Write out the following lines word for word, all of them, and leave the pictures out.

### Records for processing
— Start —
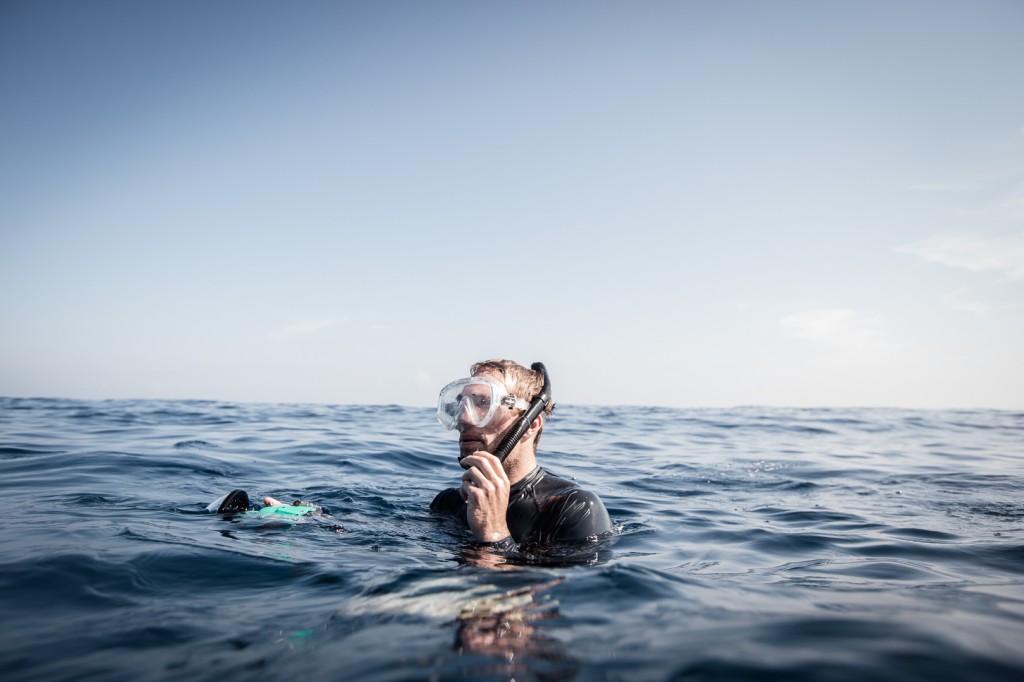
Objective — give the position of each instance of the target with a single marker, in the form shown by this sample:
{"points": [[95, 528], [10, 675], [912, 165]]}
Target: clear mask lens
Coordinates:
{"points": [[472, 400]]}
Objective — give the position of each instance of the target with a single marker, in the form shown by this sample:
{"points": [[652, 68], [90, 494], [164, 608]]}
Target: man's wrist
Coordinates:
{"points": [[504, 544]]}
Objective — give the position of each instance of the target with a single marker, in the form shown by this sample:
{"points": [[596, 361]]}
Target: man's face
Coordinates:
{"points": [[474, 438]]}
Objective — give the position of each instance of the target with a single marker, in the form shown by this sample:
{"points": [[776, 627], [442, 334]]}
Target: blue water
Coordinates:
{"points": [[753, 544]]}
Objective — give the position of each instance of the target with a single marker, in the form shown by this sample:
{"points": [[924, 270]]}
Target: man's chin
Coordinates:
{"points": [[469, 446]]}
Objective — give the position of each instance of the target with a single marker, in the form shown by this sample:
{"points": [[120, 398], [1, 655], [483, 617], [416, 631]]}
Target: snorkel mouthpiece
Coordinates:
{"points": [[537, 406]]}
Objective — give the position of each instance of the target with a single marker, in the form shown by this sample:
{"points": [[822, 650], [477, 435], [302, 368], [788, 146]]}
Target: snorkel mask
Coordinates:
{"points": [[476, 399], [479, 398]]}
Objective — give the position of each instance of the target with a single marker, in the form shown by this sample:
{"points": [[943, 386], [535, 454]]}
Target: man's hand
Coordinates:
— End —
### Full answer
Objective — give the position of each instance of the target with a single marker, in the form shown by this sample:
{"points": [[95, 528], [10, 675], [912, 165]]}
Target: clear mask lens
Coordinates:
{"points": [[472, 400]]}
Objective — give the position of each instance of the target with a single marker, in the form shown by this sample:
{"points": [[652, 68], [90, 494], [164, 608]]}
Target: man's wrist
Coordinates:
{"points": [[504, 544]]}
Objective — give the position of each instance of the target with a single marker, in the form shown by this sample:
{"points": [[596, 361]]}
Target: man's face
Coordinates:
{"points": [[474, 438]]}
Objective — give the position of each instance of the target with a single marker, in the form shown by this sample:
{"points": [[776, 627], [442, 334]]}
Target: blue water
Coordinates:
{"points": [[753, 544]]}
Objective — give the position of each instance of the target with a single marker, in the form shown by this sample:
{"points": [[924, 270]]}
Target: man's chin
Coordinates:
{"points": [[469, 446]]}
Objective — give the position of each instance of the target with a single marker, in the form shown by this sample:
{"points": [[120, 398], [1, 655], [483, 617], [416, 631]]}
Target: snorkel mouthpiece
Coordinates:
{"points": [[537, 406]]}
Objective — give the position of each instance of the target with a single marker, in the form shown by this sample:
{"points": [[822, 650], [477, 435], [302, 368], [788, 146]]}
Target: snorkel mask
Coordinates:
{"points": [[476, 399], [479, 398]]}
Objective — give the position of each instance of the target with a single marker, in the form shown by this sample:
{"points": [[943, 386], [535, 454]]}
Target: man's hand
Coordinates:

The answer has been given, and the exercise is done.